• **The task**:
State how many lines of the records below contain the string "road", with case counting, and give only that number.

(Data records)
■ ■ ■ ■

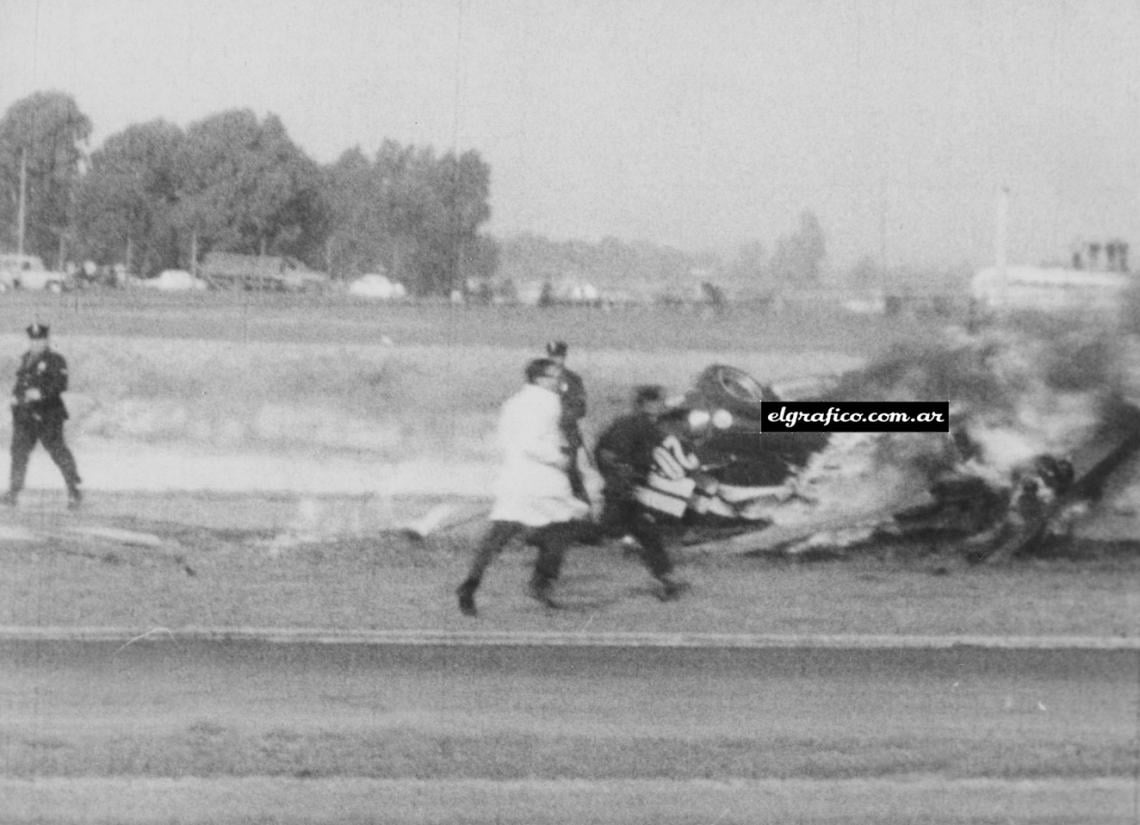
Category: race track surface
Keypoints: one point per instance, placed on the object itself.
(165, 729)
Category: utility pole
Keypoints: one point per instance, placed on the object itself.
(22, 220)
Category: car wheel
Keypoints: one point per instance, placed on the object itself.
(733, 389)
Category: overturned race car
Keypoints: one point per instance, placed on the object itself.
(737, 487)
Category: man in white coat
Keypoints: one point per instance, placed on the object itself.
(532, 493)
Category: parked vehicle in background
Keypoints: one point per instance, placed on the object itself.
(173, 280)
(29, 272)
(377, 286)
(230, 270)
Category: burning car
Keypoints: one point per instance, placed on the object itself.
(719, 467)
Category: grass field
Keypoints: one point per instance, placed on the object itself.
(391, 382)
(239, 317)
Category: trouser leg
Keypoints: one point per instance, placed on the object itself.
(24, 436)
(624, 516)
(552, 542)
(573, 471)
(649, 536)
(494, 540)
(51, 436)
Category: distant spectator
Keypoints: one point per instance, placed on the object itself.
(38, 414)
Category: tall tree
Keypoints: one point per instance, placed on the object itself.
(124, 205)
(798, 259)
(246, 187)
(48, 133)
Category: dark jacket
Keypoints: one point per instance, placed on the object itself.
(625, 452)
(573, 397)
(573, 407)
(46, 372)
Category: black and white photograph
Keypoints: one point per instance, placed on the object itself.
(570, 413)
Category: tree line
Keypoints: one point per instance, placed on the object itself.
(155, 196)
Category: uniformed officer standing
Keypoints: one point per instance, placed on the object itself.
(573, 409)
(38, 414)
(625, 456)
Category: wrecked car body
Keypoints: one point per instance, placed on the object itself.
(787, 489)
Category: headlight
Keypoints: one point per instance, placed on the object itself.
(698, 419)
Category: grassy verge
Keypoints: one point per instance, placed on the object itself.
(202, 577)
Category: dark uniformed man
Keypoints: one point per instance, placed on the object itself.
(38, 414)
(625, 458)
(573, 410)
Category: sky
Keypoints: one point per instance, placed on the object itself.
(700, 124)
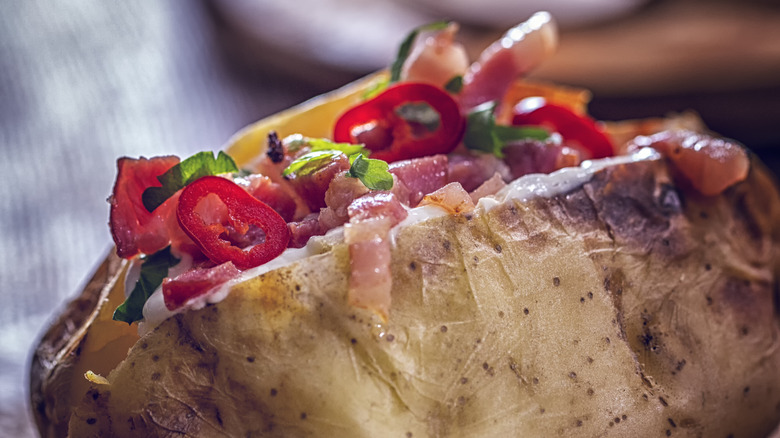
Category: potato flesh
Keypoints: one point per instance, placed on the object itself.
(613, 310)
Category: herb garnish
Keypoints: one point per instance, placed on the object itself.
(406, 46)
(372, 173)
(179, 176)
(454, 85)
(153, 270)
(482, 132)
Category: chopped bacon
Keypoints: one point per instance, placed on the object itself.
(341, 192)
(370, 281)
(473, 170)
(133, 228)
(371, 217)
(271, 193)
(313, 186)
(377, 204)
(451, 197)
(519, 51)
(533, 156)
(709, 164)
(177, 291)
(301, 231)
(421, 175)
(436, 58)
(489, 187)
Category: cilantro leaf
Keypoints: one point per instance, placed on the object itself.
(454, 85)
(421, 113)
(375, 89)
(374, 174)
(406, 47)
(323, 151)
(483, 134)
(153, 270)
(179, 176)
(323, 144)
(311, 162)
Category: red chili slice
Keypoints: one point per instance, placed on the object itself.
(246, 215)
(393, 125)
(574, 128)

■ ■ ■ ■

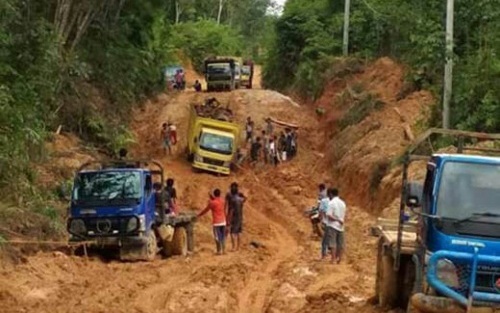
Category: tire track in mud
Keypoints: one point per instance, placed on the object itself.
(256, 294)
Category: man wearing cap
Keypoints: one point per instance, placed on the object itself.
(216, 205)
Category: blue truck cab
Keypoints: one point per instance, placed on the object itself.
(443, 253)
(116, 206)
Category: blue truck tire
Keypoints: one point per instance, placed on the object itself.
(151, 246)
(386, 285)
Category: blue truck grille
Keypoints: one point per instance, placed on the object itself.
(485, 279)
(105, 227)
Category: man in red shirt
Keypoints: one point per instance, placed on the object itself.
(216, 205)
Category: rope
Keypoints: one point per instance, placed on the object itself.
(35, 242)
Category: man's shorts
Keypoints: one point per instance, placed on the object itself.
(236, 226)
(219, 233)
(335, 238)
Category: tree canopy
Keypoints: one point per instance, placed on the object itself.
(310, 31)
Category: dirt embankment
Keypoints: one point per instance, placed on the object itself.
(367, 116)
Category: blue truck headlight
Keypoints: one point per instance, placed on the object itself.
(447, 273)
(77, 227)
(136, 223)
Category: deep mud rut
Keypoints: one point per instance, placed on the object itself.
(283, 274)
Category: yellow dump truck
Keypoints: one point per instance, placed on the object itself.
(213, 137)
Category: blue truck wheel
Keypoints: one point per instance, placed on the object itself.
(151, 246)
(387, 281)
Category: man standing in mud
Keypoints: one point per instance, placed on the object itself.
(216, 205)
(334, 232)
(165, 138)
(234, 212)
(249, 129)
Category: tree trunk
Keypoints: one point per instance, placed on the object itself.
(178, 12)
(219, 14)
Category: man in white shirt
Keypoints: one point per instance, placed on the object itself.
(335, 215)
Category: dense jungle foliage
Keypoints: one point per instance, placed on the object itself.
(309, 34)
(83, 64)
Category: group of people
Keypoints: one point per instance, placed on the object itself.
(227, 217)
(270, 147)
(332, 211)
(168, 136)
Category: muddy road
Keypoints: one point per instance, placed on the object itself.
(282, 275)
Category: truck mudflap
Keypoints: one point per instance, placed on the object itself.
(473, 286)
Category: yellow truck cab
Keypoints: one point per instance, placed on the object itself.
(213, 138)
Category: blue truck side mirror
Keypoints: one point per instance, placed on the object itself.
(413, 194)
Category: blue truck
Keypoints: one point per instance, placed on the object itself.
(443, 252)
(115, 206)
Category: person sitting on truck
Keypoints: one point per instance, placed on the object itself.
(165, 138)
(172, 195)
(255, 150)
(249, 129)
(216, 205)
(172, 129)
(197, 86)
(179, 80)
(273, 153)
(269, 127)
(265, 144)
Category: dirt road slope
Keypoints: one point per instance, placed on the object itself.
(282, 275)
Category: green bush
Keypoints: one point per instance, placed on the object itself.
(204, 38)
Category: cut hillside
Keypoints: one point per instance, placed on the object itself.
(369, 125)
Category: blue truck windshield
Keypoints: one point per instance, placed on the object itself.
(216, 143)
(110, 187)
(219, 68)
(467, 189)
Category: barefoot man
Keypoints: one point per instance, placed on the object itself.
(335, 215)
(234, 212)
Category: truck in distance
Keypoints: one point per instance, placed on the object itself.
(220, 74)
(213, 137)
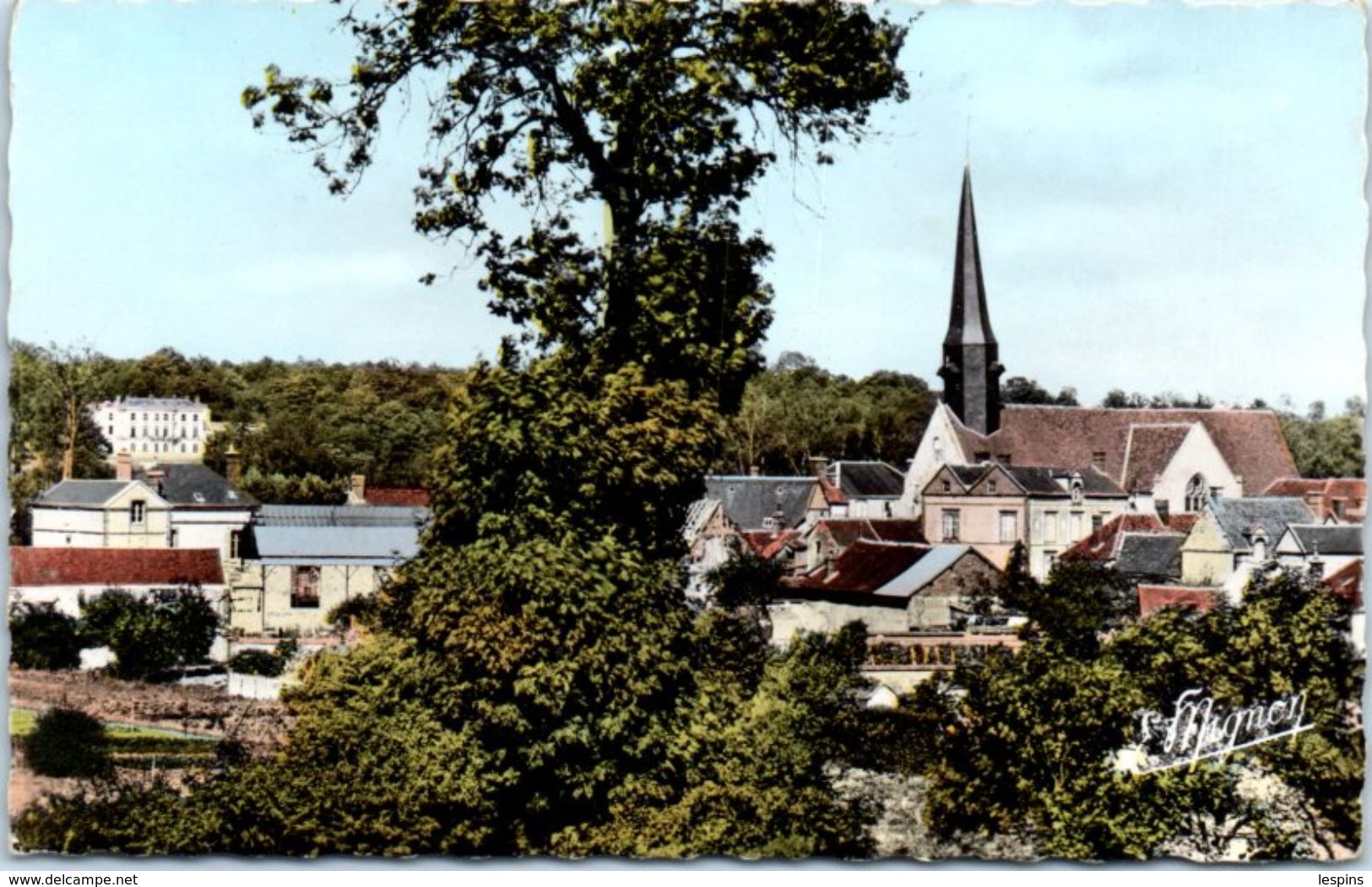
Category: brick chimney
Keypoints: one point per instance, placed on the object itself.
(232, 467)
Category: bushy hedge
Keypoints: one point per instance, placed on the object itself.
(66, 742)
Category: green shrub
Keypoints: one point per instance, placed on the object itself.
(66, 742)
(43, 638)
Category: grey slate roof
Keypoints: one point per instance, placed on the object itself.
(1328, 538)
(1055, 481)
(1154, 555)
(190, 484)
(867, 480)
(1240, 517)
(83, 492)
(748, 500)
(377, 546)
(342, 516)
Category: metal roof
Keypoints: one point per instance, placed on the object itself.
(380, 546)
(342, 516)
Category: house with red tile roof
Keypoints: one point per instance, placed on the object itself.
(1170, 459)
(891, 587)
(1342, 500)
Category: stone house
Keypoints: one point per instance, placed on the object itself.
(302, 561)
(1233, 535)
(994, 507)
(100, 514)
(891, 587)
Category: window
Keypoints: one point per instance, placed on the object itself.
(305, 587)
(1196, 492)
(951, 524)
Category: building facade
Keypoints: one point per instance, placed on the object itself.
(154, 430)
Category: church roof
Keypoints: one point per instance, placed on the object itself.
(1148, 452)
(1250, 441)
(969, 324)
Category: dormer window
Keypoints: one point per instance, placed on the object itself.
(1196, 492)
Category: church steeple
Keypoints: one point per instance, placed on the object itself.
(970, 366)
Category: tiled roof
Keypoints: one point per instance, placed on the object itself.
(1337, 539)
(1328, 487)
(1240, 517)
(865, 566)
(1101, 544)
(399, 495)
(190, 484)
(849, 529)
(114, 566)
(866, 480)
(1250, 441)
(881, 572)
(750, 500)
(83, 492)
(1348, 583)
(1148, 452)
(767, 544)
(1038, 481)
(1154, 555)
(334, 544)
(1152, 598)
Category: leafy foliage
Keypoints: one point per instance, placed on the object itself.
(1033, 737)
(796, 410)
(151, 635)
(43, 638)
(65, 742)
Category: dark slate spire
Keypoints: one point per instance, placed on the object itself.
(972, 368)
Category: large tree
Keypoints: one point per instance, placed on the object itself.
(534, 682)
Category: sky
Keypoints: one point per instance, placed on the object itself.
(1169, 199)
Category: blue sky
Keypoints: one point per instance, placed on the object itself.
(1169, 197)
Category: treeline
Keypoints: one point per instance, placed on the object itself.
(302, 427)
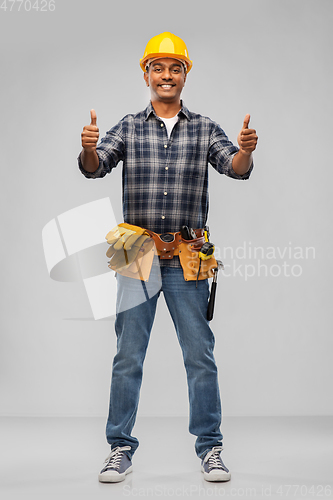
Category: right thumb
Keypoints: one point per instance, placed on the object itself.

■ ■ ■ ■

• **Exercise output**:
2